## start
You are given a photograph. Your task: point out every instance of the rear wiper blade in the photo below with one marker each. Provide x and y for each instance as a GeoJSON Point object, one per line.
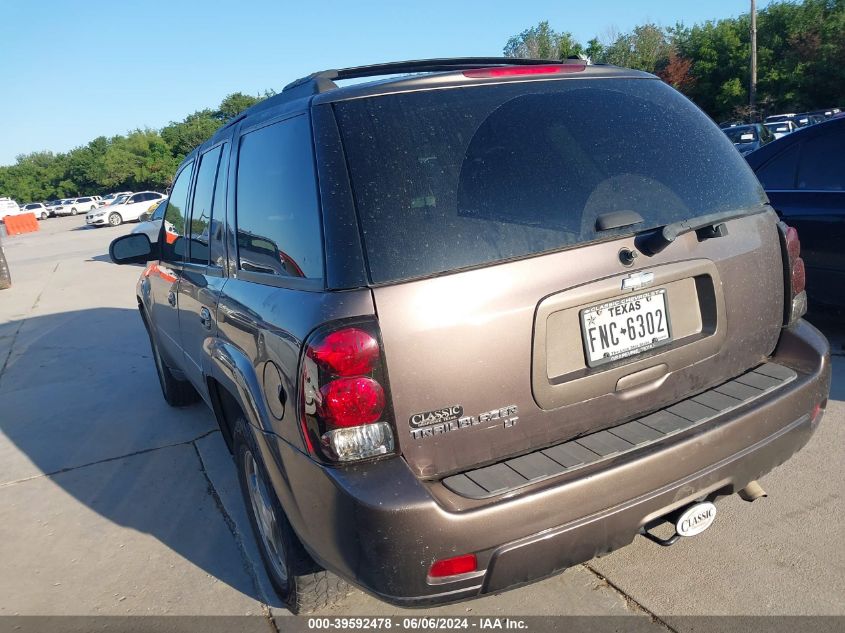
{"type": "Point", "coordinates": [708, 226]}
## end
## start
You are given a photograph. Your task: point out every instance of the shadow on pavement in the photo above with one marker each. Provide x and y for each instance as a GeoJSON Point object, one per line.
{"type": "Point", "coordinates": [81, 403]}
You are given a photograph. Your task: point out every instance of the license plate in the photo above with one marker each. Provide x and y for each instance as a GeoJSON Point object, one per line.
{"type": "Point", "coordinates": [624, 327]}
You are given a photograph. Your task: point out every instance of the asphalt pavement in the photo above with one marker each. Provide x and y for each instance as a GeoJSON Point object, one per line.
## end
> _EXERCISE GOAL_
Reproduce verbatim the stretch of material from the line containing "of the license" through the line containing "of the asphalt", both lines included.

> _SOLVED EXERCISE_
You are given a photograph. Your task: point out every instance of the license plate in the photo above with one marker each. Provide x and y for each instance as a GeoJSON Point object, one per line.
{"type": "Point", "coordinates": [624, 327]}
You are given a photograph. Your task: point out every instance of the asphalt pavement in the photo above with one marker each. Provide x and y for each instance as a GeoJSON Point object, one per line.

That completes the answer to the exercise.